#### Supplied material ####
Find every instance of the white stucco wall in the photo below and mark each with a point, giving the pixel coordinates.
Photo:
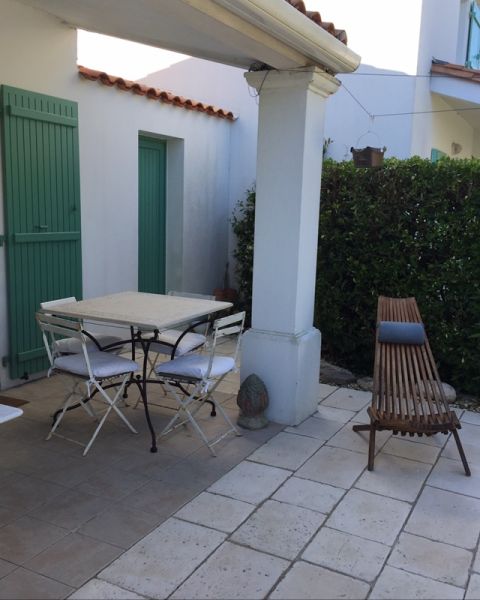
(41, 55)
(397, 44)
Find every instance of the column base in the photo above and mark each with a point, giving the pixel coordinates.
(289, 366)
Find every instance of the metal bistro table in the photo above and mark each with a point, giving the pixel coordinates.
(144, 314)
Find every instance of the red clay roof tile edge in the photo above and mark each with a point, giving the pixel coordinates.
(154, 93)
(314, 16)
(458, 71)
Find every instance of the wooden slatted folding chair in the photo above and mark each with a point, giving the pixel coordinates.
(202, 373)
(89, 372)
(408, 395)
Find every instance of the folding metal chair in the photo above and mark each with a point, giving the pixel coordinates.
(203, 373)
(95, 369)
(175, 342)
(94, 341)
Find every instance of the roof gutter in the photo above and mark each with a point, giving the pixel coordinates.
(285, 23)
####
• **Exercise description**: Exact copy, no pictures: please print every record above as written.

• **Completed task**:
Find every instance of the white stucco wall in the photo below and mark each with a point, giving the pixel coordinates.
Photo:
(41, 55)
(397, 44)
Find every instance of the column base in the photo above and mark each with a point, giving the pixel coordinates.
(289, 366)
Find every instance of the metal bistro table in the photo above and mark each with a point, giving the pixel coordinates.
(144, 314)
Find every instance of the red clay roof tile edge in the photo above and mark each with a point, giving the pixel coordinates.
(154, 93)
(314, 16)
(458, 71)
Find every instance of the wooden slatted folding chair in the photo above and mark each with a point, giving the pixel coordinates.
(202, 373)
(89, 372)
(408, 395)
Find every instance of the folding metal chair in the photo above and mark each with a point, giving the pixel coordinates.
(203, 373)
(95, 369)
(175, 342)
(94, 341)
Find every instance of the roof gutter in the photo above and mark each with a point, giving the pixel coordinates.
(285, 23)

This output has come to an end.